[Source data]
* Begin *

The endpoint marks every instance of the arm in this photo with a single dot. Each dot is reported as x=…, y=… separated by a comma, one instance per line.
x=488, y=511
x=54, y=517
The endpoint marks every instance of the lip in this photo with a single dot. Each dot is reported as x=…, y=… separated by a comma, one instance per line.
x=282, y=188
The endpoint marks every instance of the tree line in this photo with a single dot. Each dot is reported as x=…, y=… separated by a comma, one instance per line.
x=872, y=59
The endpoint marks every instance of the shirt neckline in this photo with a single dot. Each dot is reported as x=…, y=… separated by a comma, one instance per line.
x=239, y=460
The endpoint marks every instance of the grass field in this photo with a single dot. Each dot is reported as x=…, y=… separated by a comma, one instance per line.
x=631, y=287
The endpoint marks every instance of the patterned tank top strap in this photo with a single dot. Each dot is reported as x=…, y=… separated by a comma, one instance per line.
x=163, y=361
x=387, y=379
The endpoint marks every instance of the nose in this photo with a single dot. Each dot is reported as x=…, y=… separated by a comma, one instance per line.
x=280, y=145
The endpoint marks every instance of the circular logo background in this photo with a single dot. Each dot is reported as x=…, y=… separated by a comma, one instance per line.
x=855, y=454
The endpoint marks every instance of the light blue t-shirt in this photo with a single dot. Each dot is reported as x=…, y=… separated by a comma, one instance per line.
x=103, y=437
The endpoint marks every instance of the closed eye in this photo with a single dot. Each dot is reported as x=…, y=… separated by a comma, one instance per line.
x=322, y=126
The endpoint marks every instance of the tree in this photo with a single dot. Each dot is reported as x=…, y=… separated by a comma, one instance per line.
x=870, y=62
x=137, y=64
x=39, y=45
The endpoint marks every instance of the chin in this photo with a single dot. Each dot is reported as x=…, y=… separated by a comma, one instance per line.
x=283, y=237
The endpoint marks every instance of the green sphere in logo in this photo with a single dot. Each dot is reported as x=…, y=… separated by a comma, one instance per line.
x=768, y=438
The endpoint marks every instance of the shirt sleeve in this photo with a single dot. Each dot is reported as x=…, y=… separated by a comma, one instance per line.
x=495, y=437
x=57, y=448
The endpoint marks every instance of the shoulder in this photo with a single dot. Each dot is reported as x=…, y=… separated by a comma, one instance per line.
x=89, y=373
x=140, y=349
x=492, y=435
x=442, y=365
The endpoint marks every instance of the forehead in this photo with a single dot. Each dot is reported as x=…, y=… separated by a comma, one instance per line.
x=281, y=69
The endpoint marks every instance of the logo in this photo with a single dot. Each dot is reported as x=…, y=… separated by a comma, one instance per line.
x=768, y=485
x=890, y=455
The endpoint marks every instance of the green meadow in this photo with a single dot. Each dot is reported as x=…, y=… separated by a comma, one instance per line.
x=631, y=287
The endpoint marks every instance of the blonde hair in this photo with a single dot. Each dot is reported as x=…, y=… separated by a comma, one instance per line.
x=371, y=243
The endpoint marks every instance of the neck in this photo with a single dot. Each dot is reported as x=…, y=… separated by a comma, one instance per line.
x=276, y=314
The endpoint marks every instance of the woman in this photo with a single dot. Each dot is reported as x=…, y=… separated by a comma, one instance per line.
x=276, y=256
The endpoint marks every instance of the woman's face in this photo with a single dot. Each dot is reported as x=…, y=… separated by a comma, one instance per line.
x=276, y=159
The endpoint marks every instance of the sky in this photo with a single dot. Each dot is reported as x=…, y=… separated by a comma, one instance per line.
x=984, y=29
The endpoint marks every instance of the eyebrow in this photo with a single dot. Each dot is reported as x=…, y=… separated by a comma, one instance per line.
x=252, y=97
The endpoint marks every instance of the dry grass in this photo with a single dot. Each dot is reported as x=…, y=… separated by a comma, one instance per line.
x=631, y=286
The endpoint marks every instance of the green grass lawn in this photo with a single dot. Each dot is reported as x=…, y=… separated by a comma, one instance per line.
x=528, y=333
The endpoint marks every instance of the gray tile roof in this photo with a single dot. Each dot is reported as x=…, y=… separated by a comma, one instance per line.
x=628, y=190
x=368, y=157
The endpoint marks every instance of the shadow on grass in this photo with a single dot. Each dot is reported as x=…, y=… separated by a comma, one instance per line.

* End *

What is asked. Convert every line of the rows above into a JSON array of strings, one string per line, with blank lines omitted.

Worked answer.
[
  "The endpoint marks every instance of the arm in this photo with a single dot. Each dot is reported as x=…, y=… separated by a comma, one instance per line.",
  "x=488, y=511",
  "x=54, y=517",
  "The endpoint marks every instance of the lip in this photo with a single dot. Each dot is reported as x=…, y=… separated by a comma, one instance per line.",
  "x=282, y=188",
  "The endpoint marks every instance of the tree line in this photo with a single dot. Each dot is reported as x=…, y=… separated by a comma, one instance per line.",
  "x=872, y=59",
  "The endpoint marks every instance of the shirt neckline in this photo with a single dot. Each dot is reported as x=…, y=… separated by a comma, one instance per line.",
  "x=239, y=460",
  "The endpoint marks every instance of the grass field in this photo with a single dot. Each dot is reported as x=…, y=… separated by a comma, one instance per line.",
  "x=631, y=287",
  "The endpoint marks every instance of the patterned tank top strap in this photo with a single dot. Each dot is reported as x=…, y=… separated by a comma, one instance per line.",
  "x=163, y=361",
  "x=387, y=379",
  "The endpoint marks every instance of the nose in this photo with a single dot. Each dot is reported as x=…, y=… separated by a comma, one instance per line.",
  "x=280, y=145",
  "The endpoint marks every instance of the circular logo background in this photo with a single dot. Each dot is reported as x=…, y=… separated by a comma, one instance per line.",
  "x=855, y=454",
  "The endpoint marks every instance of the light blue t-shirt in this photo with a single dot. Each dot is reported as x=…, y=… separated by a comma, one instance per line.",
  "x=103, y=437",
  "The endpoint marks every instance of the closed eye in this photo with a single dot. Each dot is reported as x=…, y=… separated by a comma, one instance per line.",
  "x=322, y=126",
  "The endpoint marks every instance of the tree in this photo with a single dot. Each dot is reported as x=…, y=… separated by a comma, one instance per line.",
  "x=870, y=62",
  "x=137, y=64",
  "x=39, y=45",
  "The endpoint marks every instance of the chin in this photo with a single dot. Each dot is reported as x=…, y=… separated by a comma, one instance per line.",
  "x=283, y=237",
  "The endpoint marks every instance of the green sphere in logo in this photo with a single dot. Each dot is reported as x=…, y=… separated by a comma, one instance per line.",
  "x=768, y=438",
  "The endpoint marks every instance of the shirt sleeve in this photo with a single dot. Each dot is reported as x=…, y=… separated by a comma, one instance per line.",
  "x=495, y=437",
  "x=57, y=448",
  "The endpoint marks every instance of the shoulder in this photo with a single dot. Each dot is reported as x=…, y=… separated by a comma, one instance per line.",
  "x=89, y=373",
  "x=140, y=349",
  "x=492, y=435",
  "x=442, y=365",
  "The endpoint marks every instance of the forehead in this photo with a single dot. Each dot is reported as x=…, y=… separated by a comma, one instance per line.",
  "x=281, y=69",
  "The endpoint marks every instance of the logo in this photo with a single dot. Each dot is reported as x=…, y=… separated by a comma, one instance per line.",
  "x=768, y=485",
  "x=890, y=455",
  "The endpoint marks every instance of the green meadow in this photo with a single dot. Each dot is reported as x=…, y=… separated by a comma, one instance per line.",
  "x=631, y=287",
  "The endpoint marks every instance of the blonde hair in this photo with a single dot. Each dot is reported as x=…, y=… separated by a comma, one instance per line.",
  "x=371, y=243",
  "The endpoint marks every instance of the neck in this photo with a single dot. Each dot is reported as x=…, y=… separated by a comma, one instance per line.",
  "x=276, y=314",
  "The endpoint marks every instance of the woman in this photo with a single dot. Each dot is reported as x=…, y=… separated by a comma, one instance per line.",
  "x=276, y=256",
  "The endpoint marks every instance of the woman's face in this photo with a single dot. Each dot is reported as x=…, y=… separated by a comma, one instance per line.",
  "x=276, y=159",
  "The endpoint marks every instance of the sky in this photo with a single dot. Each dot is reported as x=…, y=… separated by a comma, one instance per line.",
  "x=984, y=29",
  "The endpoint marks every instance of the eyebrow in this photo with a single dot. Each dot is reported as x=…, y=… separated by a comma, one instance per line.",
  "x=252, y=97",
  "The endpoint marks every instance of the dry grass in this photo with a single dot. Each dot is reported as x=…, y=… separated by a comma, one instance per line.",
  "x=631, y=286",
  "The endpoint marks every instance of the green grass lawn in this photo with a single dot. Each dot is reported as x=…, y=… separated by a comma, one instance per line.",
  "x=528, y=333",
  "The endpoint marks every instance of the gray tile roof in this photo with a single dot. Each dot is reported as x=…, y=… separated by a comma, one instance per line.",
  "x=628, y=190",
  "x=368, y=157",
  "The endpoint marks every instance of the shadow on grass in this photo with a single dot. Each dot is reported as x=…, y=… separated by a comma, one instance per line."
]